Extracted records:

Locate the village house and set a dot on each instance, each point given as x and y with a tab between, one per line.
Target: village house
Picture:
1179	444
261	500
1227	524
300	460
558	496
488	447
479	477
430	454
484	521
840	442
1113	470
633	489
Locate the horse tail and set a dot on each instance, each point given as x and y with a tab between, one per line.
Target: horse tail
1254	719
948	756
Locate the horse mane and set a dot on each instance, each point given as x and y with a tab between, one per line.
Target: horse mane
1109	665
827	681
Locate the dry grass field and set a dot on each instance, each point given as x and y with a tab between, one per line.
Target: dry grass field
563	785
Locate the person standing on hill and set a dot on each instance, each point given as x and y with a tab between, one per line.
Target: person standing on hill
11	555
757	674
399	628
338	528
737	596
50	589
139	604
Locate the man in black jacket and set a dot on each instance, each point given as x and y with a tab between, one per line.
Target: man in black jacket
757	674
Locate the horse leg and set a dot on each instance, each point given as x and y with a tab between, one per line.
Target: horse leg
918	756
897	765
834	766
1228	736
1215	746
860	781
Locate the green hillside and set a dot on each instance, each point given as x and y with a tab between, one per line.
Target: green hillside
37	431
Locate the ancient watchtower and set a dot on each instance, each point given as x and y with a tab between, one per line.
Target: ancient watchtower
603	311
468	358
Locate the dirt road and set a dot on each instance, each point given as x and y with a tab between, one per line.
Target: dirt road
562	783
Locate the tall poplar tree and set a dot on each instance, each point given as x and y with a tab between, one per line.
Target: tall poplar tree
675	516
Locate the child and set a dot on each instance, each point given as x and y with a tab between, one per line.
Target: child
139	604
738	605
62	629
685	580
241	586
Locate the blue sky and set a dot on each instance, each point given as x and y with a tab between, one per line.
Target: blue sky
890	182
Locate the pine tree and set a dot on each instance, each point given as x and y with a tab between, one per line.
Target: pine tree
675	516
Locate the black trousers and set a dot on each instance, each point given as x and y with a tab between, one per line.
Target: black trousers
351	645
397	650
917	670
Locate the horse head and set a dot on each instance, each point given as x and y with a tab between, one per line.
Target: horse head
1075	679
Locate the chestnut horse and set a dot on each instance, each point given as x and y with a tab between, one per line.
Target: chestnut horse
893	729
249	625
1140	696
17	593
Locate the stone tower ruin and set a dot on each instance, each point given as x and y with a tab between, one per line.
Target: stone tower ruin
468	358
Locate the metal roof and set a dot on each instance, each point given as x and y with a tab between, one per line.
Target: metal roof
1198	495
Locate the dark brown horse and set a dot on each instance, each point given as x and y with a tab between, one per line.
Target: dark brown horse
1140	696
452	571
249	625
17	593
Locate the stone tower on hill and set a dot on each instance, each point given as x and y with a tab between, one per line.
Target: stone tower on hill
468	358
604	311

■ SHORT PROBLEM: Quote word for word every line from the one containing "Locate the black" through the last line of the items, including both.

■ CORRECT ANSWER:
Locate the black trousers and set a dot on each instance, each point given as x and y with a tab between, one per line.
Target: black trousers
351	645
397	650
917	670
Locate the horse head and set a dot on each instance, each point given as x and y with a tab between, one per line.
Target: horse head
1075	679
Locate the chestnut horse and set a dot on each instance, each point given as x and y with a tab between, one per line.
Target: chestnut horse
893	729
249	625
1140	696
17	593
Locate the stone tower ruin and set a dot on each instance, each point given as x and y with a tab between, one per line.
Target: stone tower ruin
468	358
Locate the metal roof and set a dot on each instance, each point given as x and y with a tab between, one per line.
Target: metal roof
1198	495
Locate the dark brown horse and set a dot on each instance, each point given as x and y with a tab between, one per line.
Target: dark brown horse
1140	696
452	571
249	625
17	593
Locate the stone tower on hill and set a dot on each instance, each point given as x and y with a tab between, one per line.
Target: stone tower on hill
468	358
604	311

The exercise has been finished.